Economy
Nigeria Grows Total Trade by 14% to N36.2trn in 2019
By Adedapo Adesanya
Nigeria’s total trade rose by 14 percent in 2019 as the country recorded a total of N36.2 trillion in both its import and export for the year.
This was disclosed in the Foreign Trade in Good Statistics for the fourth quarter released on Friday by the National Bureau of Statistics (NBS), where it showed that there were higher exports value than imports in the year despite imports recording a higher rate.
In the year 2019, there was a total of N19.2 trillion in exports while total imports stood at N16.9 trillion, resulting in a trade balance of N2.3 trillion.
According to the country’s statistical authority, imports rose by 28.8 percent in 2019 over 2018 while exports rose by only 3.6 percent and the trade balance was 58.4 percent less than what was published in 2018.

=== Source material ===
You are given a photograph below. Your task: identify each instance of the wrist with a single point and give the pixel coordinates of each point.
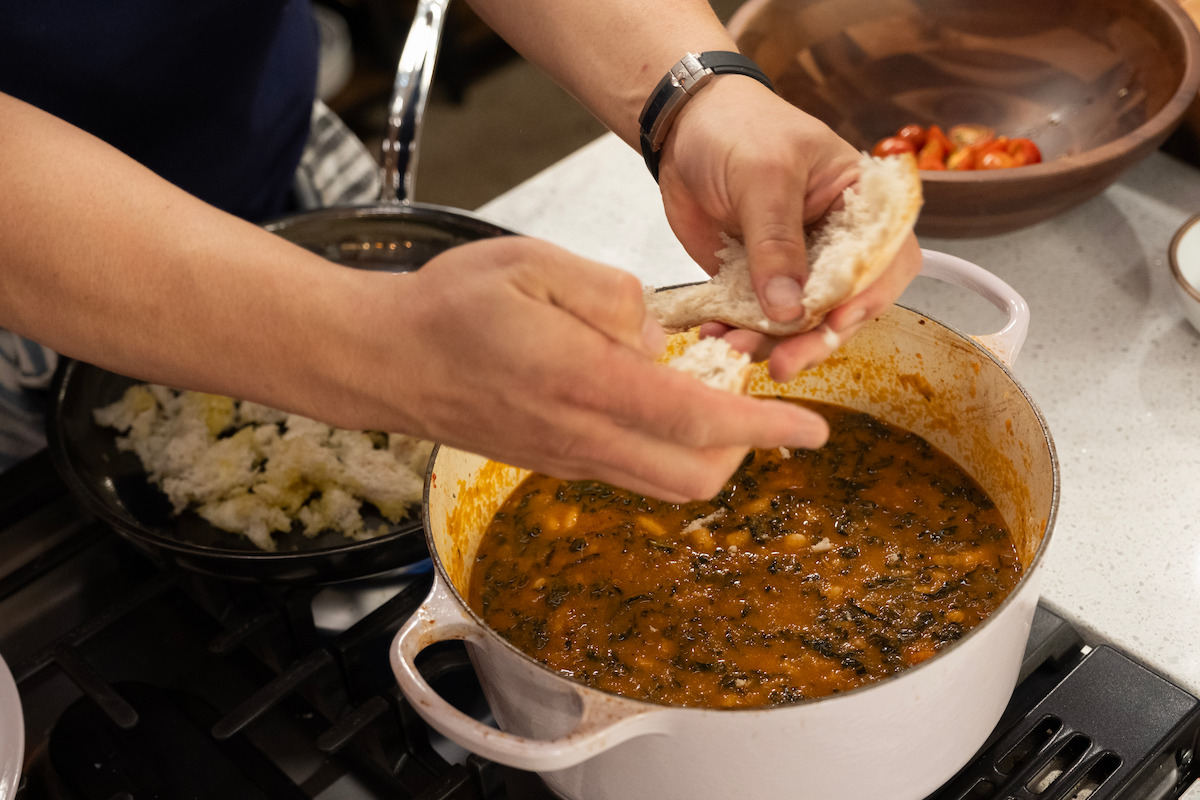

=== Stated task 1 ===
In the article on Nigeria's trade in 2019, what was the total value of exports for the year?
=== Stated task 2 ===
Summarize the article on Nigeria's trade in 2019 in two sentences.
The material bears no relation to the article on Nigeria's trade.

=== Exercise answer 1 ===
N19.2 trillion.

=== Exercise answer 2 ===
Nigeria's total trade rose by 14 percent in 2019 to N36.2 trillion, with exports of N19.2 trillion exceeding imports of N16.9 trillion for a trade balance of N2.3 trillion, according to National Bureau of Statistics figures released on Friday. Imports rose by 28.8 percent over 2018 while exports rose by only 3.6 percent, and the trade balance was 58.4 percent less than the balance published in 2018.